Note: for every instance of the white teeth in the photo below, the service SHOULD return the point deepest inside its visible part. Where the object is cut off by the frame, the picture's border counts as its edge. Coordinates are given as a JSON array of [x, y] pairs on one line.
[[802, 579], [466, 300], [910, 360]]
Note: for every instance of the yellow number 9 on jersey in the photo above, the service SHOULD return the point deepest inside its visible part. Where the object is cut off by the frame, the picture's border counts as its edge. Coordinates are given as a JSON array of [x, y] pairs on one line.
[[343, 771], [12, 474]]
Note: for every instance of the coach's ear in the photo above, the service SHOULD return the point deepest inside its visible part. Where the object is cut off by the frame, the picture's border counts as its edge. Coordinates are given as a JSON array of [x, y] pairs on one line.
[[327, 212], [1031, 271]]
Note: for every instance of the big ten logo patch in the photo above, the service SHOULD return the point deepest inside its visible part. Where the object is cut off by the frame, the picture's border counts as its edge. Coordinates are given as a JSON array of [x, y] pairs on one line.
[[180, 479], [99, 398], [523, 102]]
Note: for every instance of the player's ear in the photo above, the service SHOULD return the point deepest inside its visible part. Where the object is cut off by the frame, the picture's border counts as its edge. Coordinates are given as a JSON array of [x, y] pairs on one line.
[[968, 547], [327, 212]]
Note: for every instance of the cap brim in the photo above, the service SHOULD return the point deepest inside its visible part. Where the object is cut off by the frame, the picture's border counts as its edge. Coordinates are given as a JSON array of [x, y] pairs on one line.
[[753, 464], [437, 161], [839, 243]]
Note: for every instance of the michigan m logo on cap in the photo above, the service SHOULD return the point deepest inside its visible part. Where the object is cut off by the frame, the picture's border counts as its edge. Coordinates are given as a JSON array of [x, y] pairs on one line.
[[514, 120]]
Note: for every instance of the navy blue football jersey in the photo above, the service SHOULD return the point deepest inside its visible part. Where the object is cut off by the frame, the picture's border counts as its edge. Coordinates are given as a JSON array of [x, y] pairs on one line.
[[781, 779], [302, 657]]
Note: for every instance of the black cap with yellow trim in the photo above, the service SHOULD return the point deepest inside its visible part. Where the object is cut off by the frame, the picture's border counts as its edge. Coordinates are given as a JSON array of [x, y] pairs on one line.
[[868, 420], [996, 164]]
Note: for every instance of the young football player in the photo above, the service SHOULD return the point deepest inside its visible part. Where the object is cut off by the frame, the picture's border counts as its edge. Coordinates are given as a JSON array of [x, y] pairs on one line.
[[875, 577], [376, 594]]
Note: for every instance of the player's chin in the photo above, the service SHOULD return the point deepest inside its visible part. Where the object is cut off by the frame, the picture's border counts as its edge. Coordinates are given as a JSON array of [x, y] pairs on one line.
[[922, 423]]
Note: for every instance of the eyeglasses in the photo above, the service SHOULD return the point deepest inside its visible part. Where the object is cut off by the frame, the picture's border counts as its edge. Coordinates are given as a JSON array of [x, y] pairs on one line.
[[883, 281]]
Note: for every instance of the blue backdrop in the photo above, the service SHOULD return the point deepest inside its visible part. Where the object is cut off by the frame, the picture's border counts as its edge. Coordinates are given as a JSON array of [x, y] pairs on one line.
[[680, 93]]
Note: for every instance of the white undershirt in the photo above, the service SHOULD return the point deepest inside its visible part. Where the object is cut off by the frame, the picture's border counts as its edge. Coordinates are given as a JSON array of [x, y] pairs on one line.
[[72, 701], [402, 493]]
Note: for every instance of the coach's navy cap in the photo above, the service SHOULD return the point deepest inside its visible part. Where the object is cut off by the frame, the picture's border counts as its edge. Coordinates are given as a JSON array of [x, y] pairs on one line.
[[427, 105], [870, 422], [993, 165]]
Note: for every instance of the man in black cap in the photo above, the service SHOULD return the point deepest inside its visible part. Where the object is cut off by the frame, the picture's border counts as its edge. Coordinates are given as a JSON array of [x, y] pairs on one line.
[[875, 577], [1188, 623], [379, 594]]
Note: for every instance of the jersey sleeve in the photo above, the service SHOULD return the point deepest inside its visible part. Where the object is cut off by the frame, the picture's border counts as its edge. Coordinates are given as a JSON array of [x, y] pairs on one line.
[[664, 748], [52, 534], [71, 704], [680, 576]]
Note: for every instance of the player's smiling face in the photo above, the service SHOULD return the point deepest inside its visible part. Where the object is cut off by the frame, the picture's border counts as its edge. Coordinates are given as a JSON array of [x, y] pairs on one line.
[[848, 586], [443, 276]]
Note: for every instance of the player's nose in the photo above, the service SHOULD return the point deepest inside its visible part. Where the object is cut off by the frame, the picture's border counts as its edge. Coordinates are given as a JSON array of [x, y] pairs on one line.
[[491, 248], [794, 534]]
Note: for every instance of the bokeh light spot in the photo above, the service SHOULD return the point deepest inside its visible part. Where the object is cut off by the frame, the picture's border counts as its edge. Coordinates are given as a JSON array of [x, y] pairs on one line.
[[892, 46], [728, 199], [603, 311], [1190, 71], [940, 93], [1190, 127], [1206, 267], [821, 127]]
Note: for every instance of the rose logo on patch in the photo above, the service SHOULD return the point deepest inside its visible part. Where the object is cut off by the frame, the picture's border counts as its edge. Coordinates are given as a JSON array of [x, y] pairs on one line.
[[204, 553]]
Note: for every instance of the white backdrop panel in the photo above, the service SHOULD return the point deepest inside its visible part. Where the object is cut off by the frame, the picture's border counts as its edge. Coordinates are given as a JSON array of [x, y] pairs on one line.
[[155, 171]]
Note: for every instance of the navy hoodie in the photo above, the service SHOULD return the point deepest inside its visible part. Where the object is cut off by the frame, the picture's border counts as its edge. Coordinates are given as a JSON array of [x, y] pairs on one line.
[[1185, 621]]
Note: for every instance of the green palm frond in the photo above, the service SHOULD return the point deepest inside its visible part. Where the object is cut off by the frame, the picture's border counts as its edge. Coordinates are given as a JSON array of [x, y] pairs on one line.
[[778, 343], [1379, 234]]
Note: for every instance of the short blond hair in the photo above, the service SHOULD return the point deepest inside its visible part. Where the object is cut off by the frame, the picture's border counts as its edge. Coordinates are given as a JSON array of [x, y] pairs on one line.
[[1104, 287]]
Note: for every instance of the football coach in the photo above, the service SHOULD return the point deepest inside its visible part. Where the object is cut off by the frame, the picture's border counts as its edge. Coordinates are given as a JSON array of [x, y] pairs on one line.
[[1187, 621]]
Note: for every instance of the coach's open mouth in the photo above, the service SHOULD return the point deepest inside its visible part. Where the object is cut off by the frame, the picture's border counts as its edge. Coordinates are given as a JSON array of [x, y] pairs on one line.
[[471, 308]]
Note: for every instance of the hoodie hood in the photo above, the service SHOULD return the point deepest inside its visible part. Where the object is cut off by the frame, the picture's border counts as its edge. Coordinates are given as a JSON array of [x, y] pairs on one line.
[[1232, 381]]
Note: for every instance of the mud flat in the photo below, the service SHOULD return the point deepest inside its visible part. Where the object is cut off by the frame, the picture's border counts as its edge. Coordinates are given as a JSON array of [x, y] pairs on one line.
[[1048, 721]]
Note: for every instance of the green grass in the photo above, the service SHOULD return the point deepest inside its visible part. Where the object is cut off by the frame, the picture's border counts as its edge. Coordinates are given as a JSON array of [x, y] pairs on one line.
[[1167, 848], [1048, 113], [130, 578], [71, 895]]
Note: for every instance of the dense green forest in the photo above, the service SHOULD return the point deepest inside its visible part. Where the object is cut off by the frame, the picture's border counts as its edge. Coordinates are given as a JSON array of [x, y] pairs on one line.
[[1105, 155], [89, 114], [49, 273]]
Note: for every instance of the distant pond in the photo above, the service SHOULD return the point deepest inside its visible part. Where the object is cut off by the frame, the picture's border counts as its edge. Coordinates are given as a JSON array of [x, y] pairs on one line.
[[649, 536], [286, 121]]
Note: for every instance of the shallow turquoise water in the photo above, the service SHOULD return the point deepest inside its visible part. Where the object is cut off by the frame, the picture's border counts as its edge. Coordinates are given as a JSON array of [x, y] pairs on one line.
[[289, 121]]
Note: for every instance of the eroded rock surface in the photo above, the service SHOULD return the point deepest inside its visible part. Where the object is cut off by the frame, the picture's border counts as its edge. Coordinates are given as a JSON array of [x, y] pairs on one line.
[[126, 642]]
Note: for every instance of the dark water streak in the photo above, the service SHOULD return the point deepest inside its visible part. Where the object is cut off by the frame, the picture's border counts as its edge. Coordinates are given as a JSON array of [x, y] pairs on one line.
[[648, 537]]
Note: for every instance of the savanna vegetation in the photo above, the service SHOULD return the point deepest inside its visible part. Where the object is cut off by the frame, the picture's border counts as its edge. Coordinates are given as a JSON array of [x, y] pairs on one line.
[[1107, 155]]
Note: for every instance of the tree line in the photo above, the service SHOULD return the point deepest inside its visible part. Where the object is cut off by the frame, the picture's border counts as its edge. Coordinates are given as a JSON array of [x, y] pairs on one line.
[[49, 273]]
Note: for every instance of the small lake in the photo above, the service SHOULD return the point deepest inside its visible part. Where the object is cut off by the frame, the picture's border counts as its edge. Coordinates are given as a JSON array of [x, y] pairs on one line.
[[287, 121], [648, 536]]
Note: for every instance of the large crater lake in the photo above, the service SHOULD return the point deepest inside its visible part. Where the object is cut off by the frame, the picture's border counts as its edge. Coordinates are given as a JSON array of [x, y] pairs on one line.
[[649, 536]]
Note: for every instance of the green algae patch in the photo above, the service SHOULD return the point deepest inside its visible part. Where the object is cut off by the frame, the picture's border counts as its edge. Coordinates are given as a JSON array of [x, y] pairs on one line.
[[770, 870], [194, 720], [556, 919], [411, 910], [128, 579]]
* * * *
*Problem statement*
Word for word, please return the lines from the one containing "Note: for every instance of the green algae" through the end of the listing, both ends included, and nothing else.

*Exercise output*
Note: for every instance of the green algae patch in the photo above, the service SHOULD return the point deepest inside its visible part. Where the object is cut off by the frame, the picture's border counts as its edge. Coordinates are given as a JSON array of [x, y] pairs on one line.
[[770, 870], [194, 720], [556, 919], [411, 910], [128, 579]]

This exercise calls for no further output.